Start of TASK INPUT
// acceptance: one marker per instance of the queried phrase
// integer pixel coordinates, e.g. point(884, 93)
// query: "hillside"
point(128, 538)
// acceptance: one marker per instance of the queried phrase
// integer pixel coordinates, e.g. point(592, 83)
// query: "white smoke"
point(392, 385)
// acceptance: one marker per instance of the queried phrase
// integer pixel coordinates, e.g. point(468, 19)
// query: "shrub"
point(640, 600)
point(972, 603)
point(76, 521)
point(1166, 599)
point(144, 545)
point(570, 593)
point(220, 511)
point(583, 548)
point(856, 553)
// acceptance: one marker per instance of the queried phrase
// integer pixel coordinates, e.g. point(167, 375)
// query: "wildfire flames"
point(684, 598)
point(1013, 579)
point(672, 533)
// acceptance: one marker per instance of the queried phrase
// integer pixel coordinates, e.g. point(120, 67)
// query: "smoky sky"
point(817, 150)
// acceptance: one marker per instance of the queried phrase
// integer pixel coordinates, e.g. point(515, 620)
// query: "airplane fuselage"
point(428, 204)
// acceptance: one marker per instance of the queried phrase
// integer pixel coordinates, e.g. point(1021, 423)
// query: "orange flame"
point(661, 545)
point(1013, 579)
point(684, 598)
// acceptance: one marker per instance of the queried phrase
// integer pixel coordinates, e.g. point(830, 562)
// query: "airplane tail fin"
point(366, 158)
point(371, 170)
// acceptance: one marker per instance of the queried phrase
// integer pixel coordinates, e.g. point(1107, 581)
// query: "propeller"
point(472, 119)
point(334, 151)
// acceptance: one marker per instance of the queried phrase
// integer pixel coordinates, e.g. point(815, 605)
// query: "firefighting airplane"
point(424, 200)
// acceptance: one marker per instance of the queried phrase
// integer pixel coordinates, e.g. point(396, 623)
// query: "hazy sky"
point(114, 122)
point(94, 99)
End of TASK INPUT
• **WHAT IS NEEDED**: Set down every line of the listing again, exactly.

• **FINISHED TASK**:
// acceptance: one marker per instance of the queried phrase
// integer pixel coordinates, e.g. point(884, 93)
// query: "hillside"
point(128, 538)
// acceptance: one marker per instance of the queried phrase
// integer pixel coordinates, e.g. point(592, 83)
// query: "white smoke"
point(392, 385)
// acceptance: one marker per instance of the queried phrase
// integer pixel coordinates, e.g. point(468, 19)
// query: "shrub"
point(640, 600)
point(972, 603)
point(76, 521)
point(1166, 599)
point(144, 545)
point(570, 593)
point(220, 511)
point(583, 548)
point(856, 553)
// acceptance: one marker per instance of the queried phrase
// integer pixel coordinates, e.g. point(167, 375)
// query: "wildfire flames"
point(684, 598)
point(1013, 579)
point(672, 533)
// acceptance: one marker per instance of the queried phrase
// integer pixel coordinates, e.g. point(120, 67)
// query: "smoky sky"
point(817, 150)
// acceptance: one marker per instance of the queried phrase
// integer pixel coordinates, e.g. point(515, 620)
// query: "airplane fuselage"
point(428, 204)
// acceptance: one marker per instance of the queried phrase
// integer pixel coordinates, e.g. point(1021, 423)
// query: "orange flame"
point(661, 545)
point(1013, 579)
point(684, 598)
// acceptance: one marker per instance of the queried phrase
// integer pixel coordinates, e.g. point(830, 562)
// query: "airplane tail fin"
point(366, 158)
point(371, 170)
// acceptance: one marker per instance of the queried phrase
// integer pixel coordinates, e.g. point(1107, 581)
// query: "propeller"
point(472, 119)
point(334, 151)
// acceptance: one marker per instance of the queried phrase
// integer pixel coordinates, e.g. point(815, 605)
// query: "firefighting airplane"
point(424, 200)
// acceptance: one marker per instance of the queried phrase
// integer pixel coordinates, e.g. point(396, 623)
// query: "hazy sky"
point(114, 122)
point(94, 99)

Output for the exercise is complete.